**What you are asked to do**
Pick out every line in the records below that contains the string "rough", and copy each of those lines unchanged.

_ _ _ _ _

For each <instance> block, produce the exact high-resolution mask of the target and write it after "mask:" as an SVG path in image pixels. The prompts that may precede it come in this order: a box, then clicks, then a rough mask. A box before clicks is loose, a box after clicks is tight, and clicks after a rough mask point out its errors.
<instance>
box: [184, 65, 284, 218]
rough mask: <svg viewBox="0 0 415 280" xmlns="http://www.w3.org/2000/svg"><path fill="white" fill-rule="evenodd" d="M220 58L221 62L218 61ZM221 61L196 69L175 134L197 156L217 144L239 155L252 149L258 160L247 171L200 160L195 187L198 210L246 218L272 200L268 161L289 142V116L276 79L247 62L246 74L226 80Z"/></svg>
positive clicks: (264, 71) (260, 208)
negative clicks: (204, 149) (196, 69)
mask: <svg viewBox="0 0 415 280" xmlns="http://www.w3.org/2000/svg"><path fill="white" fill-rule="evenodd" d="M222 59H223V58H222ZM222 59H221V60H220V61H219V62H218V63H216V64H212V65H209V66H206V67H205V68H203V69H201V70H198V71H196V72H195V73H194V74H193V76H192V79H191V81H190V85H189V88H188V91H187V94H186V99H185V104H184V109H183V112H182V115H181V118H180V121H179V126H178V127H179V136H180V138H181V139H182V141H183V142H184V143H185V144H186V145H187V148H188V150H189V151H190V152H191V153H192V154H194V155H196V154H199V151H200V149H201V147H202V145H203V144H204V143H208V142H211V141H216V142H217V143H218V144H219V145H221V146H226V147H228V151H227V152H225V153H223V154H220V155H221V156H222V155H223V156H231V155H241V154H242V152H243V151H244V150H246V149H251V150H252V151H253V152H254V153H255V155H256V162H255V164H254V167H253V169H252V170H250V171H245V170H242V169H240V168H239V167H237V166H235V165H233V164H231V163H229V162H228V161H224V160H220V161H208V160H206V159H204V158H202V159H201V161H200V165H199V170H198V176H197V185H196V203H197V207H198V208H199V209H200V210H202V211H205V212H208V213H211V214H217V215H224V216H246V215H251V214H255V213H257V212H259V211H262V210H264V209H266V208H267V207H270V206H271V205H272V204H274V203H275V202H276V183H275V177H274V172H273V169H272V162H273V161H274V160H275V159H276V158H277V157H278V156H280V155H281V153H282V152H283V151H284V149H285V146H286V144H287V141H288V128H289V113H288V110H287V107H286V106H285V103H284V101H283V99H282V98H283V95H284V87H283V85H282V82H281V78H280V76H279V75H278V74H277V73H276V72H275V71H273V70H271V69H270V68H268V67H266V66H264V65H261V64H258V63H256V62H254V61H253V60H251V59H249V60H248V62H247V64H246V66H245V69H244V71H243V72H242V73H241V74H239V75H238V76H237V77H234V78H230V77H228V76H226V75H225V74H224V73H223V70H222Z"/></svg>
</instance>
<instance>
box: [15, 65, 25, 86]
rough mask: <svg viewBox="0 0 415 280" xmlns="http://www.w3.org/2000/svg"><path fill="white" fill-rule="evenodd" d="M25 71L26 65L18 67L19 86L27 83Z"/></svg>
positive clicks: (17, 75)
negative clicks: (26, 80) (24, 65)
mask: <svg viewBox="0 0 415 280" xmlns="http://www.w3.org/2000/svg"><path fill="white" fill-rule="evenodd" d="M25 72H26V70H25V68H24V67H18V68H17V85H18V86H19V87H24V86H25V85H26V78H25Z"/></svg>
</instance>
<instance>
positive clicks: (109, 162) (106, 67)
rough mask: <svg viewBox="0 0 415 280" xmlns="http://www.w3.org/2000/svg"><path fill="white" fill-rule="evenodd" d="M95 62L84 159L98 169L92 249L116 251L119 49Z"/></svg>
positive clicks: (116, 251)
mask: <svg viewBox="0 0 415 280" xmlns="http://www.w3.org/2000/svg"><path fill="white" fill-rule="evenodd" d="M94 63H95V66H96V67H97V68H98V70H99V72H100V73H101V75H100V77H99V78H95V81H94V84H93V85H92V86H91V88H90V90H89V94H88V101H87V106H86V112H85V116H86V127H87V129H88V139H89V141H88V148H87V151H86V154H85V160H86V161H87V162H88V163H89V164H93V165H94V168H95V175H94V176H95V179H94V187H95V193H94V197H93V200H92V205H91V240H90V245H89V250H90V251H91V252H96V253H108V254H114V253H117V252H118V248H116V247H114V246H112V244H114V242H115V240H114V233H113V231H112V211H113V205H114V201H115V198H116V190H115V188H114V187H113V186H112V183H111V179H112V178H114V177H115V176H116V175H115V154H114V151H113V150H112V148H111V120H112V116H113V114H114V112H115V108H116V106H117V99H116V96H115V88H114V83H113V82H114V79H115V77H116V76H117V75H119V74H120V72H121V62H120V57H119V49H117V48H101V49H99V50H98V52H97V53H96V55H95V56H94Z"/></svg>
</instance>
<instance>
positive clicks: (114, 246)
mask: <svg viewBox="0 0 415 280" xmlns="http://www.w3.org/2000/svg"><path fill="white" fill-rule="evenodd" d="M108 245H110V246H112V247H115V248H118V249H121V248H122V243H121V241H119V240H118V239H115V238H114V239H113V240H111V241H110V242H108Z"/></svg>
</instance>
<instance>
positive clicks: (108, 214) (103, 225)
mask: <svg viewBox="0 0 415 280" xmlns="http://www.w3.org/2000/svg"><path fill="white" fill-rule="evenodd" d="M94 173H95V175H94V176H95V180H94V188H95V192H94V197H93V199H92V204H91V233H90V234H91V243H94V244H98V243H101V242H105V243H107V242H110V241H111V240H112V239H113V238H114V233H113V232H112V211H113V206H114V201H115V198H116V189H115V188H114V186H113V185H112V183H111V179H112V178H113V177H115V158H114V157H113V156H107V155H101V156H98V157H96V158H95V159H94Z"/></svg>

_ _ _ _ _

**Solution to the problem**
For each <instance> block, produce the exact high-resolution mask of the target and write it after "mask:" as an SVG path in image pixels. The prompts that may precede it come in this order: a box, then clicks, then a rough mask. A box before clicks is loose, a box after clicks is tight, and clicks after a rough mask point out its errors.
rough mask: <svg viewBox="0 0 415 280" xmlns="http://www.w3.org/2000/svg"><path fill="white" fill-rule="evenodd" d="M220 58L221 62L218 61ZM221 61L196 69L175 134L197 156L217 144L239 155L252 149L258 160L247 171L200 160L195 187L198 210L246 218L272 200L268 161L289 142V116L276 79L247 62L246 74L226 80Z"/></svg>
rough mask: <svg viewBox="0 0 415 280" xmlns="http://www.w3.org/2000/svg"><path fill="white" fill-rule="evenodd" d="M25 71L26 65L18 67L19 86L27 83Z"/></svg>
rough mask: <svg viewBox="0 0 415 280" xmlns="http://www.w3.org/2000/svg"><path fill="white" fill-rule="evenodd" d="M95 62L84 159L98 169L92 249L116 251L119 49Z"/></svg>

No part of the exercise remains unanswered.